[The problem] The full set of entries below should be transcribed exactly.
Start of Block
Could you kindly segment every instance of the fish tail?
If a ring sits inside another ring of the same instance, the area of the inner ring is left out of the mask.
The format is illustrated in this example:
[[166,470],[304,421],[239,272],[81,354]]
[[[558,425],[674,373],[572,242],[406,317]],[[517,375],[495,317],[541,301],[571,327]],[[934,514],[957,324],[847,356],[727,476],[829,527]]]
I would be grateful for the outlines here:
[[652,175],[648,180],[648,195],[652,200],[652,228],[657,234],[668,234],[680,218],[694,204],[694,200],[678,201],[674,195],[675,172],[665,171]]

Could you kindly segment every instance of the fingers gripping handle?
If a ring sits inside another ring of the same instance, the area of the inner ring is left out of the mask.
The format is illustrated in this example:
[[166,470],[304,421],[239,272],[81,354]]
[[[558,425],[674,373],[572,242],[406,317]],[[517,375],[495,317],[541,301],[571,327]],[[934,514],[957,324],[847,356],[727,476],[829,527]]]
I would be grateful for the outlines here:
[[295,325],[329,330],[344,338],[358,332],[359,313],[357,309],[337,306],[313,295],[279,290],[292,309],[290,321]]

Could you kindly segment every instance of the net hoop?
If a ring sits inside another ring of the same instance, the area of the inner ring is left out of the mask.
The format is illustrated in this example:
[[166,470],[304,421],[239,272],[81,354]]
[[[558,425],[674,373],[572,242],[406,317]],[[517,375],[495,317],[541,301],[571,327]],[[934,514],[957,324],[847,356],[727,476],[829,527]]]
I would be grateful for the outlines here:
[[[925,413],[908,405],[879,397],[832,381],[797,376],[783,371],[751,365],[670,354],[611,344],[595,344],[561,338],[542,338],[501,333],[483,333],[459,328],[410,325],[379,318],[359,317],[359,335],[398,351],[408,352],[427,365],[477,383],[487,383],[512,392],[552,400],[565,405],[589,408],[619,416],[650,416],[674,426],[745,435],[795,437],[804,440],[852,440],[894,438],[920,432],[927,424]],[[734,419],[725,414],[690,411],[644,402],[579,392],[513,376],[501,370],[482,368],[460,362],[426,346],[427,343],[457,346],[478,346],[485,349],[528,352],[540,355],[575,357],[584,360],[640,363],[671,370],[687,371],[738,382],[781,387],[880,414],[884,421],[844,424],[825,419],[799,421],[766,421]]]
End of Block
[Exercise output]
Could you kindly segment every instance of the fish tail?
If a ring sits inside another ring of the same instance, the area of the inner ring is left out of the mask.
The format is illustrated in this example:
[[166,470],[304,421],[239,272],[81,354]]
[[[558,425],[674,373],[572,242],[406,317]],[[517,375],[495,317],[541,301],[571,327]],[[934,514],[957,324],[847,356],[727,476],[829,527]]]
I would be grateful for the outlines here:
[[652,175],[648,180],[648,195],[652,200],[652,228],[657,234],[668,234],[680,218],[694,204],[694,200],[678,201],[674,195],[675,172],[665,171]]

Could you kindly segment every instance of the fingers gripping handle?
If a ring sits inside another ring of the same instance, the area of the inner ring is left out of the mask.
The format is illustrated in this example:
[[166,470],[304,421],[239,272],[81,354]]
[[[558,425],[674,373],[572,242],[406,317]],[[517,375],[495,317],[541,301],[571,327]],[[934,514],[957,324],[847,356],[727,476],[829,527]]]
I would be grateful for the outlines here:
[[295,325],[329,330],[344,338],[358,332],[359,313],[357,309],[337,306],[313,295],[279,290],[292,309],[290,321]]

Could you kindly segment every instance of the net hoop?
If a ring sits inside another ring of the same instance, the area of the inner ring is left out of the mask.
The format is illustrated in this example:
[[166,470],[304,421],[239,272],[81,354]]
[[[558,425],[674,373],[572,242],[406,317]],[[517,375],[495,317],[541,301],[571,327]],[[934,514],[957,324],[847,356],[727,476],[829,527]]]
I would be grateful for the outlines here:
[[[925,413],[908,405],[879,397],[832,381],[797,376],[783,371],[751,365],[670,354],[611,344],[595,344],[561,338],[542,338],[501,333],[483,333],[459,328],[410,325],[379,318],[359,317],[359,335],[398,351],[408,352],[427,365],[477,383],[487,383],[512,392],[552,400],[565,405],[589,408],[619,416],[650,416],[674,426],[745,435],[795,437],[804,440],[852,440],[894,438],[920,432],[927,424]],[[734,419],[725,414],[690,411],[644,402],[579,392],[513,376],[501,370],[482,368],[460,362],[426,346],[427,343],[457,346],[478,346],[485,349],[528,352],[540,355],[575,357],[584,360],[640,363],[671,370],[687,371],[738,382],[781,387],[880,414],[884,421],[844,424],[825,419],[799,421],[766,421]]]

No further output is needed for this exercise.